◆ Bounding-box lines:
········
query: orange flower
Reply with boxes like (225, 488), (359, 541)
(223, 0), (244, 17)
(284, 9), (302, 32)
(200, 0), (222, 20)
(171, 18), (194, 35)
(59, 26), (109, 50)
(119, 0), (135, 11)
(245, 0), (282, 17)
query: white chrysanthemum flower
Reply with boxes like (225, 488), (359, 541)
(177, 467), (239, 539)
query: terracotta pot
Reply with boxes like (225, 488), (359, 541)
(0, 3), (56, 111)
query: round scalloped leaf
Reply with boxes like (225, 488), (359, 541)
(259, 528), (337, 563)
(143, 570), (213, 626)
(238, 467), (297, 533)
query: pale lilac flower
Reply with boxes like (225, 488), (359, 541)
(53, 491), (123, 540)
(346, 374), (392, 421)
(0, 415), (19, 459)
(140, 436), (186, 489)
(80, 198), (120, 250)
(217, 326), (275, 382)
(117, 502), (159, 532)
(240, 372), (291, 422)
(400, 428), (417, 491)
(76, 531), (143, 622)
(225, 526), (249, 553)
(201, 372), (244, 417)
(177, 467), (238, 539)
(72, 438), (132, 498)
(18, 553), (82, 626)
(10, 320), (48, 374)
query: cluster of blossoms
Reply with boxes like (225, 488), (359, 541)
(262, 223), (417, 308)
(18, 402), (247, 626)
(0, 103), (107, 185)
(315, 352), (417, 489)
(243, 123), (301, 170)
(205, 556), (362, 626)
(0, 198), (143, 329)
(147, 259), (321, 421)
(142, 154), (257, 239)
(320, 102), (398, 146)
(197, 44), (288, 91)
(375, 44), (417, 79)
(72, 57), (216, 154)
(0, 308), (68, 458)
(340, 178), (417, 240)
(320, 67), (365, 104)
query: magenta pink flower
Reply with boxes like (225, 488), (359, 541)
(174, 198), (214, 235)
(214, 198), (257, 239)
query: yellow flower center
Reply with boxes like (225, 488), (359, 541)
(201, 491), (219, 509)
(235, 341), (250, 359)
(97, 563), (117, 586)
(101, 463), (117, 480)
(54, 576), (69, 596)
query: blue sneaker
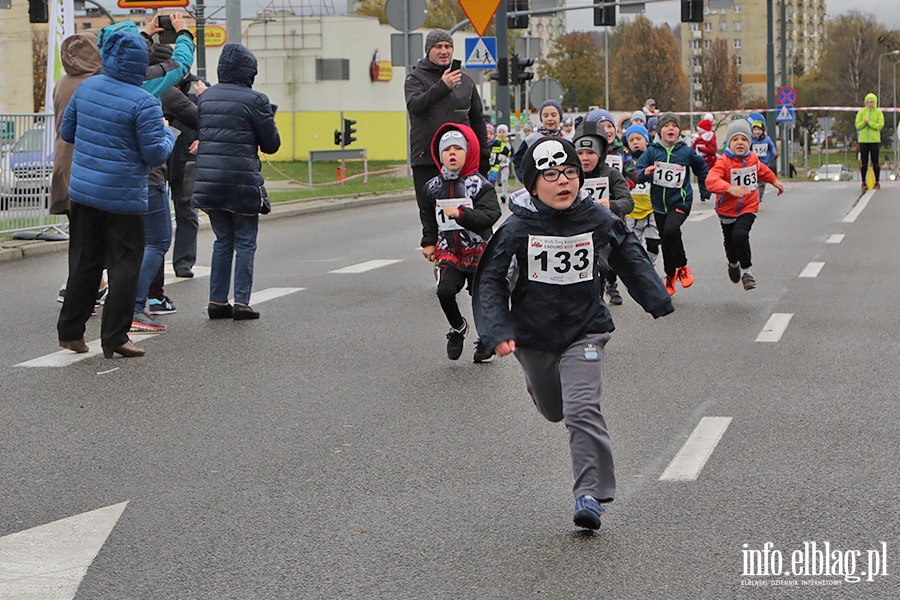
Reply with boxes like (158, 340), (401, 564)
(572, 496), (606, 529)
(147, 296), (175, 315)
········
◆ What is being asked:
Count the lines above that contain the word "query". Reply with the number alone.

◆ In response:
9